Dataset excerpts
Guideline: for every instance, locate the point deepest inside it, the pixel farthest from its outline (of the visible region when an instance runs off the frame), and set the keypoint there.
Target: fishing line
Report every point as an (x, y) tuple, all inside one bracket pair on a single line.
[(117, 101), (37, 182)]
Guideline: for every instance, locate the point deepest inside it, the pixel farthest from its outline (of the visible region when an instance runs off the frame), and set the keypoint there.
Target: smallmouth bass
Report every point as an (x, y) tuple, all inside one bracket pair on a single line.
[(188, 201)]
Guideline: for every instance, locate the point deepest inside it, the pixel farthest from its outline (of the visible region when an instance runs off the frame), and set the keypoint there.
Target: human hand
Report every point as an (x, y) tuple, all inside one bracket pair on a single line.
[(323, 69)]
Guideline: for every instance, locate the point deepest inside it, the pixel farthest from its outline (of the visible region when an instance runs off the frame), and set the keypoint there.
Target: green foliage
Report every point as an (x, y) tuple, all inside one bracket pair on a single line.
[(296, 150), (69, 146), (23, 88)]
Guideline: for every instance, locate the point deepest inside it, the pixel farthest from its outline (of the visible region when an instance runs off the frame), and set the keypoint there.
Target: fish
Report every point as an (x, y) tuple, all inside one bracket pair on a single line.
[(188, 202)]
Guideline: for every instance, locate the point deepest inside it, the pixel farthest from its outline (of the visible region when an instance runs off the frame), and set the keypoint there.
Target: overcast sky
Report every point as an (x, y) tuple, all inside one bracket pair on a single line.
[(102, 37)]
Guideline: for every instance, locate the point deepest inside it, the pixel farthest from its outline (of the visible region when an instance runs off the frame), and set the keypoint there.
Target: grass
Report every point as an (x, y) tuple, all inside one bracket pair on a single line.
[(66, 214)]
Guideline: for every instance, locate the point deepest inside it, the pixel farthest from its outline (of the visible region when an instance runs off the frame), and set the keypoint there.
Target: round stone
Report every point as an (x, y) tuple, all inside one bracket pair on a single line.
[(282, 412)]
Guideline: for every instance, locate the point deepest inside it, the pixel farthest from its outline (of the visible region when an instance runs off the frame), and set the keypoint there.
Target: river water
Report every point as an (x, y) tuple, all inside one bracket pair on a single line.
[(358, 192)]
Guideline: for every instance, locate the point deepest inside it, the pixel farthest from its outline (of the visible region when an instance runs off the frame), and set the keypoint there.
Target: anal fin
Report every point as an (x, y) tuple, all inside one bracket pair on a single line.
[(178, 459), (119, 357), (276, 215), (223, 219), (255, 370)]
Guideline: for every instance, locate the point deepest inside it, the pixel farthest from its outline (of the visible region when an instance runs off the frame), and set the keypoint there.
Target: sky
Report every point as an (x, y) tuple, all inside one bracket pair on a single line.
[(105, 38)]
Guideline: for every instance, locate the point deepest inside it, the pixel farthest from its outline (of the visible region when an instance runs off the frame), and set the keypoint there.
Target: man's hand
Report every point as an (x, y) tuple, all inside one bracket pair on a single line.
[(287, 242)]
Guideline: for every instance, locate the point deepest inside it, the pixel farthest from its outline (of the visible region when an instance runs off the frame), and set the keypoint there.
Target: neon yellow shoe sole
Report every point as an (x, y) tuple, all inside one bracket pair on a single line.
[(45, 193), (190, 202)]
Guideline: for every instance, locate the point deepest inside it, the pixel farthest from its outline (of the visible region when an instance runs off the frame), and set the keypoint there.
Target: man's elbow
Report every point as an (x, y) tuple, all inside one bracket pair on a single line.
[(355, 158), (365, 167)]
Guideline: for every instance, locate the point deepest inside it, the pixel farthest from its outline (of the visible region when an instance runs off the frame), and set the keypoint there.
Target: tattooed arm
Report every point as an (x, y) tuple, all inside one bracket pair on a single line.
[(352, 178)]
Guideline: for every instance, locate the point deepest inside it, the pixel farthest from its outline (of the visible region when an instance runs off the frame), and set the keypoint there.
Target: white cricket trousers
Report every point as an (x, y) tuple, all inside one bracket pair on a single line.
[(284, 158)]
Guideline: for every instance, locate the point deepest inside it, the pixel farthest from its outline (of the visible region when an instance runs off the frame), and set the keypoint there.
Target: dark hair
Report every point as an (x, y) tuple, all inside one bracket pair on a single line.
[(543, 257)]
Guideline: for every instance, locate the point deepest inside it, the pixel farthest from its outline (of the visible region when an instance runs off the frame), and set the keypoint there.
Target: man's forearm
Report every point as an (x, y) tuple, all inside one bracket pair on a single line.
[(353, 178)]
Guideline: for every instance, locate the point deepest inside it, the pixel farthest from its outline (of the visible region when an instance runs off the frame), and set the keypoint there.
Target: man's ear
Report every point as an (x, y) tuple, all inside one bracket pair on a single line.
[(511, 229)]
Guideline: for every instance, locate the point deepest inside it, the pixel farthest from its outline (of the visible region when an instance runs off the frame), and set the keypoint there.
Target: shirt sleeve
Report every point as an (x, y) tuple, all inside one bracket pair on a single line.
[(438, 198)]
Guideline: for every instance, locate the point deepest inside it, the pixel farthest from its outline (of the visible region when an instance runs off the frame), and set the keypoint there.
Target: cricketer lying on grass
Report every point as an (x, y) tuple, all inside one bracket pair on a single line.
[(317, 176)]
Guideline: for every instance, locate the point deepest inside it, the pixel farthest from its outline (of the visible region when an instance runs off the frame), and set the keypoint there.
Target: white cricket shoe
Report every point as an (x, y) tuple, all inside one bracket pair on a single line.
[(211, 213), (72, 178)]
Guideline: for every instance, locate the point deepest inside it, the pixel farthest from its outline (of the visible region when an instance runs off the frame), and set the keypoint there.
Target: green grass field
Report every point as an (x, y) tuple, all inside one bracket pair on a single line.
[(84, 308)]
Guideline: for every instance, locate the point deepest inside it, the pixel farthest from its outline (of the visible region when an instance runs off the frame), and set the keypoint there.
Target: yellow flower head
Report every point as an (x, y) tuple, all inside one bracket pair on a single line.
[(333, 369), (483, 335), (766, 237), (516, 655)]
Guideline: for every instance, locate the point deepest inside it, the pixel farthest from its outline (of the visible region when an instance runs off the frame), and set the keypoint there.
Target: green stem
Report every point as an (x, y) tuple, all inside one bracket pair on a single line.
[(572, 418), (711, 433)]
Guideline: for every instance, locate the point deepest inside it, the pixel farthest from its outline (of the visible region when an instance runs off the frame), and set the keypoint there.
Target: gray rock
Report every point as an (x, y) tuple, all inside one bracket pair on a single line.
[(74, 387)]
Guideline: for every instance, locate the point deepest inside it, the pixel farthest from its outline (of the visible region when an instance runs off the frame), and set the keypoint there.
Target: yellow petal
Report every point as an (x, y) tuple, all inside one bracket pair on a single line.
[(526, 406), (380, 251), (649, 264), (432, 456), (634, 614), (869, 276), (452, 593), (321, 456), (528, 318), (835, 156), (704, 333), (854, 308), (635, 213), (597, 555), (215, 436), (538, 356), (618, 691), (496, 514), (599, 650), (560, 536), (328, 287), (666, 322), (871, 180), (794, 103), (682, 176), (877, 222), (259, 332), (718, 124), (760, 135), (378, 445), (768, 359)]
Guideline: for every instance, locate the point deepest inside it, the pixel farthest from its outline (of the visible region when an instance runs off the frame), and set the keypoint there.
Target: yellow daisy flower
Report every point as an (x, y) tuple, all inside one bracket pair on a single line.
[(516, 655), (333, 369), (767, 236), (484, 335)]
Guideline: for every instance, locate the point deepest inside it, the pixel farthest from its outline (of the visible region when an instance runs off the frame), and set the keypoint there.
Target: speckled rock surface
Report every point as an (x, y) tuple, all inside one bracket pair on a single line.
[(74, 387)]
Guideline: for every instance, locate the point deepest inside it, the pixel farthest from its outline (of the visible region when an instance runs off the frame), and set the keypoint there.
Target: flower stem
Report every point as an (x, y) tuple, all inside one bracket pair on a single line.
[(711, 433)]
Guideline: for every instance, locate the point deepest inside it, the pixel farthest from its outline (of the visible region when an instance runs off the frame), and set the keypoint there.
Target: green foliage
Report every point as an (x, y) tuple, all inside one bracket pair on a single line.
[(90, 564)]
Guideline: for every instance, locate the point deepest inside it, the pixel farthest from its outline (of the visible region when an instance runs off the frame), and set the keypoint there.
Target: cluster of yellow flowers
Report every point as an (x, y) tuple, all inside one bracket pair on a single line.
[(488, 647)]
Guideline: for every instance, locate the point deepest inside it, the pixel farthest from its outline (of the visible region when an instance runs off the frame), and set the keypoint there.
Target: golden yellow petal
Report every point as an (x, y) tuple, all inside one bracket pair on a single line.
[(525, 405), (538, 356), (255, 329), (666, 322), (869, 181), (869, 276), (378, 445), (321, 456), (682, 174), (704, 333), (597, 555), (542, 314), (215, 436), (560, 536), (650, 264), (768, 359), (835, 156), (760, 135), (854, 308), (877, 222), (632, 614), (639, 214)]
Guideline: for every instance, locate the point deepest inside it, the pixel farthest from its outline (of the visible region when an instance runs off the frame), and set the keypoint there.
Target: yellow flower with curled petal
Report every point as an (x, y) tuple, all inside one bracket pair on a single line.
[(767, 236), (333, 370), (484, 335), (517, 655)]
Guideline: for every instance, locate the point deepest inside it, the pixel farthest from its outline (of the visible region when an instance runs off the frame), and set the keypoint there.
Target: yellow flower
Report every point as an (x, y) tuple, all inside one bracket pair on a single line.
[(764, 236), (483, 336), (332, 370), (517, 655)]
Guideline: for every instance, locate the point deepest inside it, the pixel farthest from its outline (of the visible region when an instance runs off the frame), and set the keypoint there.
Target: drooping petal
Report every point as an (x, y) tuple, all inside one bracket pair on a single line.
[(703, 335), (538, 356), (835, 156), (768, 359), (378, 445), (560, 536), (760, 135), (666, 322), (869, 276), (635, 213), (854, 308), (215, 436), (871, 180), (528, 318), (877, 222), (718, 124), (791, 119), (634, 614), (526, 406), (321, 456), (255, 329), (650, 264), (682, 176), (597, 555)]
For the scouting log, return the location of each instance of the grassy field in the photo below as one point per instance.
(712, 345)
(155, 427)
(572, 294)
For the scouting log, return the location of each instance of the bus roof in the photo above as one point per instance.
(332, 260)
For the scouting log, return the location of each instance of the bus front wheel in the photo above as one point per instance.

• Activity: Each line above that contains the word "shoe" counts once; give the total and no other text.

• Your response: 2